Supplied passage ::
OpenStack Identity (keystone)

cms token_id's are not URL safe nor RFC compliant

Bug #1233838 reported by John Dennis on 2013-10-01

This bug affects 2 people

Affects		Status	Importance	Assigned to	Milestone
	OpenStack Identity (keystone)	Fix Released	Undecided	John Dennis

Bug Description

<pre>
The token id for a cms signed token is generated via
cms.cms_to_token() which extracts the base64 cms data to use as the
token id. The '/' character in the base64 text was
replaced with the '-' character in an attempt to make the
resulting token id URL safe. The token id is used in both URL's and in
HTTP header values.

There are a few problems with this approach.

1) The result is still not url safe due the presence of the '+'
character and the pad character '='. Both of these characters are
reserved for the query component and thus would need to be escaped
further disrupting the base64 alphabet. See RFC-2396 "Uniform Resource
Identifiers (URI): Generic Syntax"

2) RFC-4648 "The Base16, Base32, and Base64 Data Encodings" defines a
URL safe encoding for base64 data. It maps '+' to '-' and '/' to '_'
and either strips the padding or demands it be %-encoded as per
RFC-2396. The result is both URL and file name safe and is referred to
as base64url.

3) The Python base64 module has direct support for base64url (we should
be using it).

4) The current mapping of '/' to '-' is unfortunate because it
directly conflicts with the RFC-4648 base64url mapping. The alphabet
character '-' is supposed to represent index 62 not index 63, thus one
cannot augment the current mapping to comply with RFC-4648. Plus the
current mapping still isn't URL safe.

In OpenStack we should adhere to standards when they exist and not
invent a non-standard incomplete solution. If we use the RFC-4648
compliant mechanism we can then also call standard Python libraries to
perform base64url encode/decode operations.

Note, base64url is also safe as a value in HTTP headers.

What to do ::
**a)** Give each distinct single character that the keystone bug report encloses in single quotation marks, listing each only once.
**b)** According to the keystone bug report, what name is given to the URL-safe base64 encoding defined in RFC-4648?
The listing that comes next is not needed.

Supplied information ::
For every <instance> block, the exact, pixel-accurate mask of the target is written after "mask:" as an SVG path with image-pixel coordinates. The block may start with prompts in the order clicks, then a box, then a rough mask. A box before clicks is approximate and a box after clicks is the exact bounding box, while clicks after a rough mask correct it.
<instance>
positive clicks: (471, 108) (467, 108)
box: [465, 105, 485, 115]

Solved tasks ::
**a)** '/', '-', '+', '=', '_'

**b)** base64url